SHORT PROBLEM:
List each line below that contains the word "gravel", treating uppercase and lowercase letters as different.

GIVEN RECORDS:
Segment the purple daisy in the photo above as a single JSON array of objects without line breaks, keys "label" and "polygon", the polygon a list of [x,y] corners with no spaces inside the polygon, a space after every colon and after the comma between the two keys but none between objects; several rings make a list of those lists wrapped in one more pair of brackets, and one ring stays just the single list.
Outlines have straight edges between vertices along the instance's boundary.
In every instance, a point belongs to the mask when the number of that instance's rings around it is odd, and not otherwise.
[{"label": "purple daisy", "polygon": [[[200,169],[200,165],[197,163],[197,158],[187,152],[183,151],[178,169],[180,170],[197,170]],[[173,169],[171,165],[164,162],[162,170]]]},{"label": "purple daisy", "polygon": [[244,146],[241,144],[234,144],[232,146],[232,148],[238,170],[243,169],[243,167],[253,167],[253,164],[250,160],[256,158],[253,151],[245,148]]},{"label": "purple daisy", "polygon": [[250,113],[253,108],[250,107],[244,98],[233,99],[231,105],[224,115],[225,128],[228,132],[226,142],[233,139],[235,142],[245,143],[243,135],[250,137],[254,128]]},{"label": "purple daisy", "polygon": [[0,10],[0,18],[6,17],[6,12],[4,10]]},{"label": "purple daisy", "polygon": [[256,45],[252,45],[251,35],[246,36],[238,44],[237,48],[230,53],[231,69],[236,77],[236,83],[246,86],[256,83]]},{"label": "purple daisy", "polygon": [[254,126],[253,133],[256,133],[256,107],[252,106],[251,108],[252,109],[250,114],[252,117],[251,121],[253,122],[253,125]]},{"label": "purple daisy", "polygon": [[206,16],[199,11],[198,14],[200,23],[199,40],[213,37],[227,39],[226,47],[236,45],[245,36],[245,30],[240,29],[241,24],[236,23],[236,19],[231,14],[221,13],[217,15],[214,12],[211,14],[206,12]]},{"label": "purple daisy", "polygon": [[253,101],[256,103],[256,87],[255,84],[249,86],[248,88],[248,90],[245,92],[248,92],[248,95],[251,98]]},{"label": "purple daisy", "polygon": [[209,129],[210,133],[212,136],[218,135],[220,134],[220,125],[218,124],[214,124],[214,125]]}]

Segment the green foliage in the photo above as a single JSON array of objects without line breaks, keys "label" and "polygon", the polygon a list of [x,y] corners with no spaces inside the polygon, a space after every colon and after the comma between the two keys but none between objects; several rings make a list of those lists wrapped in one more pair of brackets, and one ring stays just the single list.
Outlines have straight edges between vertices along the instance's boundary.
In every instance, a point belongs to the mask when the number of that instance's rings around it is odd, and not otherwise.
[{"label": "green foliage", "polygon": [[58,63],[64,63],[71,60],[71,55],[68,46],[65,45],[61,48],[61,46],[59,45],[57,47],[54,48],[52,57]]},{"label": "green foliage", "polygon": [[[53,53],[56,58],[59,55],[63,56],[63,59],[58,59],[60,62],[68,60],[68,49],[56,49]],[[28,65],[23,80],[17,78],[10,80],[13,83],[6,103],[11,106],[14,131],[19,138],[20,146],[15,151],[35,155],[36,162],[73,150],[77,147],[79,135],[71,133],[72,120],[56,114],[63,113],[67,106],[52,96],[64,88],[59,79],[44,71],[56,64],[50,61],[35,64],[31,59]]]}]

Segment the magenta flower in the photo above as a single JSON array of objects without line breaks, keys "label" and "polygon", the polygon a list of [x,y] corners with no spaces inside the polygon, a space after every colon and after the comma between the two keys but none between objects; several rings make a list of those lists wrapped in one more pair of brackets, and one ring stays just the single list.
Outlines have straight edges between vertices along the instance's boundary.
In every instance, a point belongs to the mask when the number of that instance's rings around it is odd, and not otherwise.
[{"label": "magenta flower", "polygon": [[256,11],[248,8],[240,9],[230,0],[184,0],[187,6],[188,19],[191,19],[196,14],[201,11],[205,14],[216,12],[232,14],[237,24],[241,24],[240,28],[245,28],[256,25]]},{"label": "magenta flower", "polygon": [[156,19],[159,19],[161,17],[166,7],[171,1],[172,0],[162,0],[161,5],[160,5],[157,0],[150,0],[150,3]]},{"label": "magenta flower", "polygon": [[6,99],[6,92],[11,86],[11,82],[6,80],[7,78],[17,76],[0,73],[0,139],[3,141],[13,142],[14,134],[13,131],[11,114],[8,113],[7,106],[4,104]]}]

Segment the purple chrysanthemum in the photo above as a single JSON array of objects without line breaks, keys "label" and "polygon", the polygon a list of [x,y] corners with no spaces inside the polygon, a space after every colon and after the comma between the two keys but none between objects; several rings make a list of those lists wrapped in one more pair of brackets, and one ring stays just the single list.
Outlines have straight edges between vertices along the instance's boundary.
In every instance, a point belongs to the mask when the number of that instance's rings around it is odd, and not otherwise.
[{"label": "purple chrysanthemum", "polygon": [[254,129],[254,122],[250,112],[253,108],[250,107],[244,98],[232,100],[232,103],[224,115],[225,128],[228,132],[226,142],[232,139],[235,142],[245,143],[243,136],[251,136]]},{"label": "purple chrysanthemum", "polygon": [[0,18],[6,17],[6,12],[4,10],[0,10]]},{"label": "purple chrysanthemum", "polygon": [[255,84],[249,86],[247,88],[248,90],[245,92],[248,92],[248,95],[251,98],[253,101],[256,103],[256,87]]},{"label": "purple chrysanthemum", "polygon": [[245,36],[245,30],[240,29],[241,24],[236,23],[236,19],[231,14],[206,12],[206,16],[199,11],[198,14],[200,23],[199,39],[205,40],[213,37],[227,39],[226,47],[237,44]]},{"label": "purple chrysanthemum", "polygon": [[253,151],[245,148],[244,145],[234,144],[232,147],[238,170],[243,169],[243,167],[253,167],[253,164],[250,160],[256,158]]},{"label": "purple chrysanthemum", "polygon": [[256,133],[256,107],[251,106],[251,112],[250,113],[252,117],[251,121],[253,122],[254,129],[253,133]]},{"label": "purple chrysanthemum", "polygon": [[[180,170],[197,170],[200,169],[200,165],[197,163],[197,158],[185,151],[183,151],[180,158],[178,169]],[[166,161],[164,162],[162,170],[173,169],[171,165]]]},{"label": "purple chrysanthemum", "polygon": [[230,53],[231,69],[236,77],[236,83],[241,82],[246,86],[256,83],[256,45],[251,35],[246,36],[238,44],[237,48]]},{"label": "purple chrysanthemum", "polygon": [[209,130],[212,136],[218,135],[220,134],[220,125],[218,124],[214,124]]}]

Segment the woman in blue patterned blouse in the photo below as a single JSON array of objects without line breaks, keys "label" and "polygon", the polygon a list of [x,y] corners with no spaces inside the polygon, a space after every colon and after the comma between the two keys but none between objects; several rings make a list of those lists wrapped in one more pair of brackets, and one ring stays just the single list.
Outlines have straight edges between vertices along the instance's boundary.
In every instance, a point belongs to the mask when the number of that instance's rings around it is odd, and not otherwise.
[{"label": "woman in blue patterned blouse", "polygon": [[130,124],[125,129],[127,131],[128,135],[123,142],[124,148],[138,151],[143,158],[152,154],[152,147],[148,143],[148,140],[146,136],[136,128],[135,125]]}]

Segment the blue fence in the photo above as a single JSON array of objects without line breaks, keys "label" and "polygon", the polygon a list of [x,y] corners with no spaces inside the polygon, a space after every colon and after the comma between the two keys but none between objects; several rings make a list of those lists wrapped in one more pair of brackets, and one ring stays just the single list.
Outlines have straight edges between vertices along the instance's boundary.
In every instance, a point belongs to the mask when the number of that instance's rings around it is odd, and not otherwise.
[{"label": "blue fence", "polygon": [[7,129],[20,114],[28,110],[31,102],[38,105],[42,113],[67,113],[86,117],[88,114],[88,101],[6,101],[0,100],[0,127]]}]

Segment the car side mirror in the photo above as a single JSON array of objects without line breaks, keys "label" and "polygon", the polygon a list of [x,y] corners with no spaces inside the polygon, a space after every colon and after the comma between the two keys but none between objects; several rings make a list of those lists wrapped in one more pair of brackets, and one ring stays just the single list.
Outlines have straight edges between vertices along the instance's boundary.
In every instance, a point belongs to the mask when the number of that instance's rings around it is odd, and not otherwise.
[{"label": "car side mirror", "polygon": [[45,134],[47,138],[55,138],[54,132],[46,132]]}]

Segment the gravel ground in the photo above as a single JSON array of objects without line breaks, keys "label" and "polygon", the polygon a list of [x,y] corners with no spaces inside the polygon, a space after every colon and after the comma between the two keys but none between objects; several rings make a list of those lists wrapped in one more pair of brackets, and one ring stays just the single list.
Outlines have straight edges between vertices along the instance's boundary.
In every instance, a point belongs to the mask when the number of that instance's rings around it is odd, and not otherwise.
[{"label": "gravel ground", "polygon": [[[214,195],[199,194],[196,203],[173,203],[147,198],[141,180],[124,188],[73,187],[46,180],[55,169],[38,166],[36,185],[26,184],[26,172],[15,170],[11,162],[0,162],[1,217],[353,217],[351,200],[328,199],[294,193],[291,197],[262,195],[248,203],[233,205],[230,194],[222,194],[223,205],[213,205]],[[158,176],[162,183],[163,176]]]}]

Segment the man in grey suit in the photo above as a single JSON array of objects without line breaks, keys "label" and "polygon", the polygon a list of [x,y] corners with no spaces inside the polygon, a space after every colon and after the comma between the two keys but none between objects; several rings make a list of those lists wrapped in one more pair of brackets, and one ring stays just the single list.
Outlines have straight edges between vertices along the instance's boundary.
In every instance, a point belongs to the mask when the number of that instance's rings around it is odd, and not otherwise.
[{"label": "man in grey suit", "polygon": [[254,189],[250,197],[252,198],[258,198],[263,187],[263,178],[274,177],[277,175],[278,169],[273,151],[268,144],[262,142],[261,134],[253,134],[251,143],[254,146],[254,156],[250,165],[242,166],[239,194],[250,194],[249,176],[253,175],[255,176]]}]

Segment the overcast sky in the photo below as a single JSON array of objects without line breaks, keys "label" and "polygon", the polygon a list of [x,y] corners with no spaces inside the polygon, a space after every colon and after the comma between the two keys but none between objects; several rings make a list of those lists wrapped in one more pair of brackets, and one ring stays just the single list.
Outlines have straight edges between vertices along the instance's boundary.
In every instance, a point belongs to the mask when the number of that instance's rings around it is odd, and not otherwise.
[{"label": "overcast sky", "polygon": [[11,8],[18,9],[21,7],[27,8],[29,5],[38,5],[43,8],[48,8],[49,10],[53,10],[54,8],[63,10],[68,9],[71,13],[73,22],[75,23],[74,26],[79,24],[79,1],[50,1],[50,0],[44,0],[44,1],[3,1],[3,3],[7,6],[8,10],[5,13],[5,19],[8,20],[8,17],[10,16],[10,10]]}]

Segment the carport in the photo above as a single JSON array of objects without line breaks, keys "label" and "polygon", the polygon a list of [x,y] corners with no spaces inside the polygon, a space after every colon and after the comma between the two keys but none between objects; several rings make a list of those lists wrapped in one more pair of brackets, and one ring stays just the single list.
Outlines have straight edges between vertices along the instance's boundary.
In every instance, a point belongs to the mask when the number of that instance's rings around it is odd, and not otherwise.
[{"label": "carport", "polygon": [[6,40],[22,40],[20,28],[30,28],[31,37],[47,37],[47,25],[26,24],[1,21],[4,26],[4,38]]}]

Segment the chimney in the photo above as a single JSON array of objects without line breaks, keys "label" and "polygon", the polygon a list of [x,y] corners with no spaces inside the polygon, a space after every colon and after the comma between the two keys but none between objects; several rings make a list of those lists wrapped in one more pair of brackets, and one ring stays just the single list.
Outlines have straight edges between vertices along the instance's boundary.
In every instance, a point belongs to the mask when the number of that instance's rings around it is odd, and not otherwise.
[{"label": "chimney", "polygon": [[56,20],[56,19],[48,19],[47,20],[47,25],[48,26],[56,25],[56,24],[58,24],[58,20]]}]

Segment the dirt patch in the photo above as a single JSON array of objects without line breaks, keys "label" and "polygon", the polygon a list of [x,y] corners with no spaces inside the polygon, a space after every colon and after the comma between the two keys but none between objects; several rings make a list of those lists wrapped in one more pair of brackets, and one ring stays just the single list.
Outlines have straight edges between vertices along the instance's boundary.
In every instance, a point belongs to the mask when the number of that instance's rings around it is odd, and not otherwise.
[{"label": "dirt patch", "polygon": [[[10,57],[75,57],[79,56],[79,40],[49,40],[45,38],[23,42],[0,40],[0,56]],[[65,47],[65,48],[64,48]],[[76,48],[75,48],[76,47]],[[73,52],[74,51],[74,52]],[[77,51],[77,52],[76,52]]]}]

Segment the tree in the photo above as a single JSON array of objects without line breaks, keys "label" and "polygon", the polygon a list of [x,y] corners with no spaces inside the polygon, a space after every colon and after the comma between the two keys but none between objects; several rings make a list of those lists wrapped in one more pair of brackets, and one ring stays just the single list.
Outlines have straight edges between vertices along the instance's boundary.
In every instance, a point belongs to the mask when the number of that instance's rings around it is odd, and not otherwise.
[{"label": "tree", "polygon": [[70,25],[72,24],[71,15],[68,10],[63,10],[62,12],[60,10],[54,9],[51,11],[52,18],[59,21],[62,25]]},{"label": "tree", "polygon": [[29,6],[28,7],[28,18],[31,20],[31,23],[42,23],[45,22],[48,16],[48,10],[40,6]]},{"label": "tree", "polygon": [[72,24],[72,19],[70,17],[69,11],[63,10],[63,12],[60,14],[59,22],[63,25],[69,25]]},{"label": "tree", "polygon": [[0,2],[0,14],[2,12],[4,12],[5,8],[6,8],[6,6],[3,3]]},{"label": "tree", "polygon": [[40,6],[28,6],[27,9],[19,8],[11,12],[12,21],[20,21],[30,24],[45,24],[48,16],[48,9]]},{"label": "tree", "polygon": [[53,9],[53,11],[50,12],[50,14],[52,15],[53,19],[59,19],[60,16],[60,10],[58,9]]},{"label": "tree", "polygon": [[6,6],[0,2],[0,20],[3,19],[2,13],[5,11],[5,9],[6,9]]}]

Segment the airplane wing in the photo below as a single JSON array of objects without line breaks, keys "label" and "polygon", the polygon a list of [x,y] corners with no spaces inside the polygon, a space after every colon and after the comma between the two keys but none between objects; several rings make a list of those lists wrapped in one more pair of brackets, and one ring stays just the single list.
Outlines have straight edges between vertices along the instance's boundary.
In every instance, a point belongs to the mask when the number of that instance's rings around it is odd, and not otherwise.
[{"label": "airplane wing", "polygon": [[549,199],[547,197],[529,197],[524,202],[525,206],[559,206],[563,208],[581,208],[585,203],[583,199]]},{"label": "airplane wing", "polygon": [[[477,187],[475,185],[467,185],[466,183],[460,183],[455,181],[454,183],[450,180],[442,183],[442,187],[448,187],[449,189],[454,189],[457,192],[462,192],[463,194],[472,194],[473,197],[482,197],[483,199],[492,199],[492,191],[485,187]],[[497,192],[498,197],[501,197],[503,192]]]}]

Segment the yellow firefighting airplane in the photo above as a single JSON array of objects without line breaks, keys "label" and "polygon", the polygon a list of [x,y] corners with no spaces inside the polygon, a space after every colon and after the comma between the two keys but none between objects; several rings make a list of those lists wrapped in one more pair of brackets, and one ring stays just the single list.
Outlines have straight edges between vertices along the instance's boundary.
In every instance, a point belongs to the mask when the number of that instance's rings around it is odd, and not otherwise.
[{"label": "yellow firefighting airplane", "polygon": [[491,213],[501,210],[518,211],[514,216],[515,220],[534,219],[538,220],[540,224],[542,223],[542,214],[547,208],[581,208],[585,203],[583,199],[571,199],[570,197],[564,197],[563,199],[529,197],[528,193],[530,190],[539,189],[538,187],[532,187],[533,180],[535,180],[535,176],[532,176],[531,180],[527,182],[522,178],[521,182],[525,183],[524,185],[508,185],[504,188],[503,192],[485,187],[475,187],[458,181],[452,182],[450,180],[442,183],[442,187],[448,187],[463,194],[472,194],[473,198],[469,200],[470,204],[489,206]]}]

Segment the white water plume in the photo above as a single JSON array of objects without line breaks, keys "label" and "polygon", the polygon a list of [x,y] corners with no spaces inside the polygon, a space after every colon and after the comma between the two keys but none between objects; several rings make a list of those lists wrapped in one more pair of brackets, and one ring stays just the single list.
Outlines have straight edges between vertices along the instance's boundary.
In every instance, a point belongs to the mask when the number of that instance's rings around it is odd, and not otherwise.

THE REPLY:
Segment the gravel ground in the photo above as a single JSON array of objects without line breaks, keys "label" and "polygon", the polygon a list of [x,y] corners with no spaces inside the polygon, a space after every colon and after the comma between the two keys but none between objects; several rings make a list of those lists wrapped in one more pair of brackets, and one ring stays just the single list.
[{"label": "gravel ground", "polygon": [[[214,195],[199,194],[196,203],[173,203],[147,198],[141,180],[124,188],[73,187],[46,180],[55,169],[38,166],[36,185],[26,184],[26,172],[15,170],[11,162],[0,162],[1,217],[353,217],[351,200],[328,199],[294,193],[291,197],[262,195],[248,203],[233,205],[230,194],[222,194],[223,205],[213,205]],[[158,176],[162,183],[163,176]]]}]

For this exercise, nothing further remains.